◆ Texto de leitura

● ● ● ● ●

Vai de Férias? Leve Humor!

Similarmente ao corpo, a alma ou a mente precisa de descanso, carece de momentos de relaxamento. Ora, o remédio para uma mente cansada é o deleite resultante da produção e da prática de ditos e feitos proporcionadores de diversão ou jogos.

 

O remédio para uma mente cansada é o deleite resultante da produção e da prática de ditos e feitos proporcionadores de diversão ou jogos.

 

A relação do ser humano com o humor é no mínimo ambivalente. Os ditados populares portugueses ecoam bem esta ideia ao ensinarem que “rir é o melhor remédio” e que “muito riso, pouco siso”. Uma ambivalência patente na história da filosofia. Se, por um lado, Aristóteles considerava o ser humano o “único animal que ri”, por outro, alertava para o problema do humor envolver um sentimento de superioridade face à ‘feiura’ (física, moral, social, etc.) do outro. Nesse sentido, o riso seria a expressão do nosso sentimento de superioridade, consoante Thomas Hobbes defenderia séculos mais tarde. Rirmo-nos dos outros e não com os outros, eis a raiz da dificuldade moral do humor.

Uma dificuldade que explica uma certa ausência de estudos filosóficos sistemáticos sobre assunto até ao século XVII. Os filósofos e moralistas tratavam-no com um misto de cuidado e desprezo e, por isso, classicamente, tenderam a predominar apontamentos, mais ou menos soltos, nos quais as reflexões visavam principalmente alertar para os perigos do humor e para as cautelas a empregar no seu uso.

● ● ● ● ●

◆ Excertos das entradas
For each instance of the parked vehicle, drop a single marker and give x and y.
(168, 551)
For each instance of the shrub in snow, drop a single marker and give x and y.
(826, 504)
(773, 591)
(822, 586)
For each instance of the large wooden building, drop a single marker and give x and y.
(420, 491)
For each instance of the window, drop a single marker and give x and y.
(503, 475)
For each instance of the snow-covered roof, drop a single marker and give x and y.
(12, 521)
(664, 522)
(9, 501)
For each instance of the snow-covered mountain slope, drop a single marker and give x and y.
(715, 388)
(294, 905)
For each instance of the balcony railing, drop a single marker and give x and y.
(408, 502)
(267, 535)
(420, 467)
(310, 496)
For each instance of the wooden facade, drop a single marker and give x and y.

● ● ● ● ●

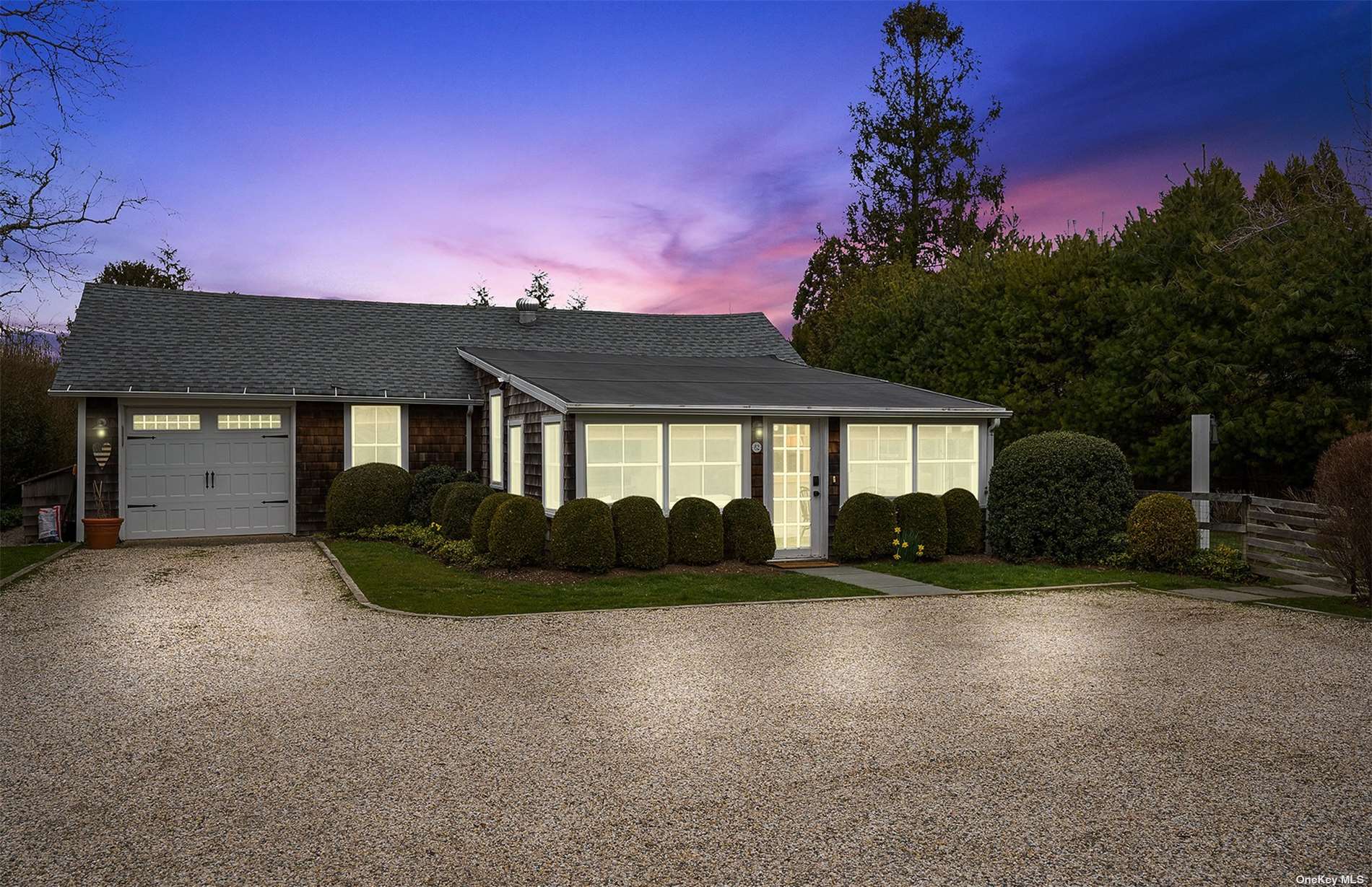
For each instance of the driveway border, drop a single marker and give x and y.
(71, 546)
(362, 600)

● ● ● ● ●

No texto sobre o humor, como é que Aristóteles considerava o ser humano?

Como o "único animal que ri".